*Extracto:*
- - - - -
Durante años anduve algo obsesionado con esa frase de Romanos 7, 15, en la epístola de san Pablo, que recoge una de las experiencias humanas más universales:
“No entiendo lo que me pasa, pues no hago lo que quiero, sino lo que aborrezco”.
Su misteriosa razón se me había ocultado hasta que en mis desordenadas lecturas freudianas, un día descubrí aquello que el conspicuo psiquiatra llamó “obediencia a señales inconscientes” como desencadenantes de motivaciones ocultas.
Comprendí entonces, por qué cuando una noche de viernes que me había propuesto disfrutar de una cena con amigos, al llegar al restaurante, me sentía malhumorado. Una trivial discusión por la mañana con un colega algo manipulador, me había recordado inconscientemente trifulcas del pasado e impregnado de un recóndito malhumor. Algunos psicólogos llaman a esto “humores misteriosos”.
La vida humana se presenta, a veces, como una dramática lucha entre el bien y el mal, entre la luz y las sombras, y como si atados con cadenas, quedamos inhabilitados para vencer por sí solos los envites de nuestras sombras.
- - - - -
*Requisitos:* Cite del extracto el pasaje que va desde "Su misteriosa razón" hasta "de motivaciones ocultas.", ambos incluidos. El material que aparece a continuación no guarda relación alguna con el extracto.

*Filas de datos:*
- - - - -
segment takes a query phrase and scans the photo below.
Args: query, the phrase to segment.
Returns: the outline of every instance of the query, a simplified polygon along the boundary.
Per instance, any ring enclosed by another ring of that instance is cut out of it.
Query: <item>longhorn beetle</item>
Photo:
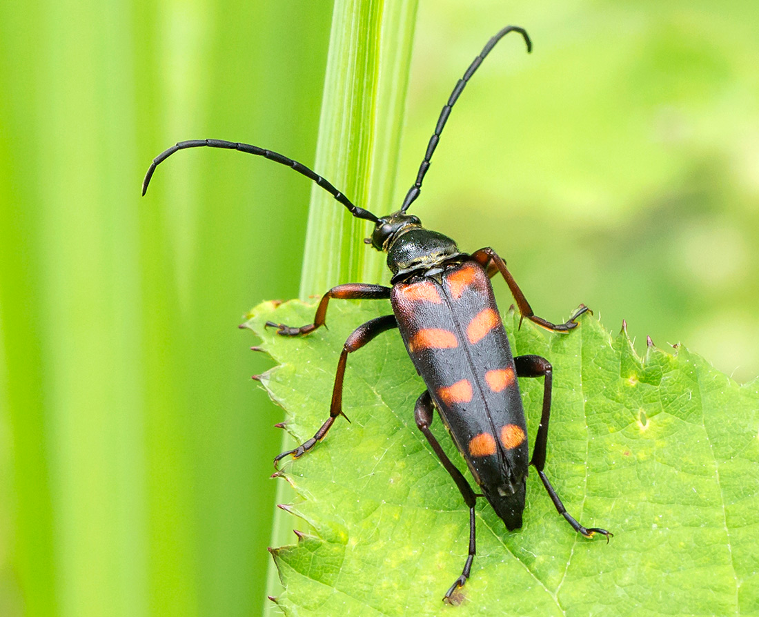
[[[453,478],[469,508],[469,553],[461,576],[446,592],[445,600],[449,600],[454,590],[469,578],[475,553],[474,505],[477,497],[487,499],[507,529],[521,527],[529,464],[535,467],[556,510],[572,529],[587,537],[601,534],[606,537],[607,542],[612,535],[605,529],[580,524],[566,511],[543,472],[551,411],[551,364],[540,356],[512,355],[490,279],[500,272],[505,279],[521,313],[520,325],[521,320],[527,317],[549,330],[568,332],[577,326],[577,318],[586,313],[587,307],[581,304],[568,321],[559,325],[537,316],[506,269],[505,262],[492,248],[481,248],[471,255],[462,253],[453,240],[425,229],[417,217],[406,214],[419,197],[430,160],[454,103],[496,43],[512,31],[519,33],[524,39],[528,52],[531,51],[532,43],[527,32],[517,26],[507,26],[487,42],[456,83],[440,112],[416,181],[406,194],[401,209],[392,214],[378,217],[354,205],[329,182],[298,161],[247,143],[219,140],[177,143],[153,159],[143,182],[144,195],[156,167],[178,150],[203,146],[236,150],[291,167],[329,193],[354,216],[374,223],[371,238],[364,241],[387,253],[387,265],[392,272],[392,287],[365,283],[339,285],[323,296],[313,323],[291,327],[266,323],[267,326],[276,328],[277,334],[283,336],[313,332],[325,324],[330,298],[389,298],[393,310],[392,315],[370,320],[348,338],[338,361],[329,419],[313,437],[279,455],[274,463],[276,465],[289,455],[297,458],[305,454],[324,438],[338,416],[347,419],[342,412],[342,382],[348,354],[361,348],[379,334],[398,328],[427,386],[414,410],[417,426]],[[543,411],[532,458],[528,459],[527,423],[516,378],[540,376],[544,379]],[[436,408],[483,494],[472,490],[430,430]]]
- - - - -
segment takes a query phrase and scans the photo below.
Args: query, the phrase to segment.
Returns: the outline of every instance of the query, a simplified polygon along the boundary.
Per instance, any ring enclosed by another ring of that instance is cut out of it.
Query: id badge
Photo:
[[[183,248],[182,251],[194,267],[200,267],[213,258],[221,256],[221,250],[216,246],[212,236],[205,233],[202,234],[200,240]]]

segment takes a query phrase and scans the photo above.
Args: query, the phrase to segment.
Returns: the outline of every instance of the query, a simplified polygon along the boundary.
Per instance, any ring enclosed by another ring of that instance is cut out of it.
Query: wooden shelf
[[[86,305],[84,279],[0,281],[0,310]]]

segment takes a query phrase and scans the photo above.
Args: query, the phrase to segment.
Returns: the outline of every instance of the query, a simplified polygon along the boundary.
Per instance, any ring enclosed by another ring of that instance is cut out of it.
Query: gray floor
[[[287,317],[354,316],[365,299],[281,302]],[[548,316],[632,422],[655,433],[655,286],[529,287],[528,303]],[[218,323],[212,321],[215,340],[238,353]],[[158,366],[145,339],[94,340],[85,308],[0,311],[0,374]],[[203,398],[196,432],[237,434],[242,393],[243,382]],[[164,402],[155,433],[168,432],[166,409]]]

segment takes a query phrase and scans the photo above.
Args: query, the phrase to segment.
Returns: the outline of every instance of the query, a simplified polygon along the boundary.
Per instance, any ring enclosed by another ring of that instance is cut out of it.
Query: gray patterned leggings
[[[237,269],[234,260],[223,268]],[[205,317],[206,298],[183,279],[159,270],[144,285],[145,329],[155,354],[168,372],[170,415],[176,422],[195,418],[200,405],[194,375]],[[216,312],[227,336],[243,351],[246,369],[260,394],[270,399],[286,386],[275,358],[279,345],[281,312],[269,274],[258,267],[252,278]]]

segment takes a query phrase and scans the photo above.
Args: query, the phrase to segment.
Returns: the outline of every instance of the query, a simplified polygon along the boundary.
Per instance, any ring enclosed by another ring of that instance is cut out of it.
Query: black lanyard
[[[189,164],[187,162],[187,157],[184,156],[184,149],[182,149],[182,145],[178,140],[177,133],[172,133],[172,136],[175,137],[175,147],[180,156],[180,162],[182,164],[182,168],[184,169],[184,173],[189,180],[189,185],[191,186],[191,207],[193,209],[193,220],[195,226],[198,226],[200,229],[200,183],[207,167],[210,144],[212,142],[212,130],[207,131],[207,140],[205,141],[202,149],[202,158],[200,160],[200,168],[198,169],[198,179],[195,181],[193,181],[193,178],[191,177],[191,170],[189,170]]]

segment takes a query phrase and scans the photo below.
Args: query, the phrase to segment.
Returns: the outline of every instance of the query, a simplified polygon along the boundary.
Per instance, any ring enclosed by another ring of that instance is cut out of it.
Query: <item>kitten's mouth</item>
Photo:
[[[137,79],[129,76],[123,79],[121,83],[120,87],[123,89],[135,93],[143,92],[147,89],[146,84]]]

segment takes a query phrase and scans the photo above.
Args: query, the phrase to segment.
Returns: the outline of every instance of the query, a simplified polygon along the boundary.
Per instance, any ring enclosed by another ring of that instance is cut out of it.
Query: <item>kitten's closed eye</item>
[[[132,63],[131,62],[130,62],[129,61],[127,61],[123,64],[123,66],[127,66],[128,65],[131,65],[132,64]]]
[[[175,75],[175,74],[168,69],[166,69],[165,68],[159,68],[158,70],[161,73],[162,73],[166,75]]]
- - - - -
*Respuesta definitiva:*
Su misteriosa razón se me había ocultado hasta que en mis desordenadas lecturas freudianas, un día descubrí aquello que el conspicuo psiquiatra llamó “obediencia a señales inconscientes” como desencadenantes de motivaciones ocultas.